Point annotation dataset records
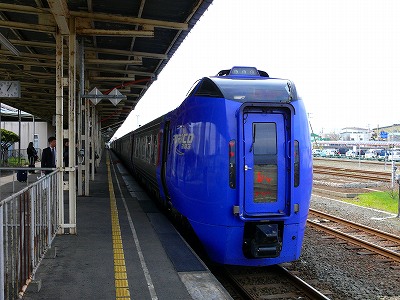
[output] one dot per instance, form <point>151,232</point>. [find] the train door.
<point>265,164</point>
<point>164,157</point>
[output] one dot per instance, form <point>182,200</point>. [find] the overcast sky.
<point>343,56</point>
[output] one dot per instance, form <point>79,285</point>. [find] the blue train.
<point>234,160</point>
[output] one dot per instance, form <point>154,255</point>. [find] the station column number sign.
<point>10,89</point>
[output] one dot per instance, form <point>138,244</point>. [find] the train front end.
<point>257,213</point>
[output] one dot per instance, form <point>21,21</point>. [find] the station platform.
<point>125,248</point>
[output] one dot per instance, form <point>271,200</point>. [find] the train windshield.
<point>244,90</point>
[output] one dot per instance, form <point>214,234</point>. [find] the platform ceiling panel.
<point>126,45</point>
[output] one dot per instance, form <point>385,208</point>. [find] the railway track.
<point>354,173</point>
<point>364,237</point>
<point>274,282</point>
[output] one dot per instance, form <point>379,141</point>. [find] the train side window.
<point>209,89</point>
<point>296,164</point>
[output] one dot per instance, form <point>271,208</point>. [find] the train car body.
<point>235,160</point>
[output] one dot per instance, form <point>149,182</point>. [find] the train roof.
<point>244,89</point>
<point>246,84</point>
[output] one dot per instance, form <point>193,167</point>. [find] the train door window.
<point>265,162</point>
<point>36,141</point>
<point>154,150</point>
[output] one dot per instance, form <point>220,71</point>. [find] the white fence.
<point>30,222</point>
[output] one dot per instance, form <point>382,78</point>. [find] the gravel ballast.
<point>340,268</point>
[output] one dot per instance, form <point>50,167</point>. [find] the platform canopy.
<point>126,44</point>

Task details: Please convert the records from the start up to and including the line with "<point>234,160</point>" into a two-column CSV headed text and answer. Give one row per record, put each value in a single quoted field with line breaks turned into spaces, and leave the pictures out.

Final result:
text,answer
"[output] one dot per instance, form <point>151,232</point>. [find] the train door.","<point>265,164</point> <point>164,157</point>"
"[output] one dot per instance, form <point>182,200</point>. [find] the overcast sky.","<point>343,56</point>"
"[output] one dot per instance, form <point>79,285</point>. [find] the blue train.","<point>234,160</point>"